◆ TEXT BLOCK ◆
------------

- Born: April 30, 1985 (age 40) Edmonton, Alberta, Canada
- Height: 5 ft 10 in (178 cm)
- Weight: 168 lb (76 kg; 12 st 0 lb)
- Position: Forward
- Shot: Left
- Played for: Texas Brahmas
- Playing career: 2005–2010

= Lee Jubinville =

Canadian ice hockey player

Lee Edward Jubinville (born April 30, 1985) is a Canadian former ice hockey forward who was an All-American for Princeton.

==Career==
When Jubinville joined the ice hockey team at Princeton, the program hadn't seen a winning season in seven years and hadn't produced an All-American in almost 20. Nothing changed in his freshman season but the years did allow Jubinville to become acclimated to the college game. His production exploded in his sophomore season, nearly tripling and leading the team. The Tigers fell 1 win shy of .500 but they wouldn't stop there. Jubinville's offence increased again as a junior and he led the team to a program-record 21 wins. He was named an All-American, the ECAC Hockey Player of the Year and became the first Tiger to be nominated for the Hobey Baker Award. That season, the Tigers won just their second ECAC Championship and earned the second NCAA Tournament appearance in program history.

------------

◆ TASK REQUIREMENTS ◆
A: In the Lee Jubinville biography, what award was he the first Tiger to be nominated for?
B: Please reproduce the stretch from "- Born: April" through "All-American for Princeton." in the Lee Jubinville biography, word for word.

◆ DATA EXCERPT ◆

------------

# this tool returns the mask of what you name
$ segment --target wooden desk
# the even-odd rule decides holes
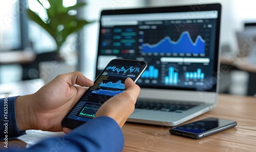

------------

◆ OUTPUTS FOR THE TASKS ◆
A: The Hobey Baker Award.

B:
- Born: April 30, 1985 (age 40) Edmonton, Alberta, Canada
- Height: 5 ft 10 in (178 cm)
- Weight: 168 lb (76 kg; 12 st 0 lb)
- Position: Forward
- Shot: Left
- Played for: Texas Brahmas
- Playing career: 2005–2010

= Lee Jubinville =

Canadian ice hockey player

Lee Edward Jubinville (born April 30, 1985) is a Canadian former ice hockey forward who was an All-American for Princeton.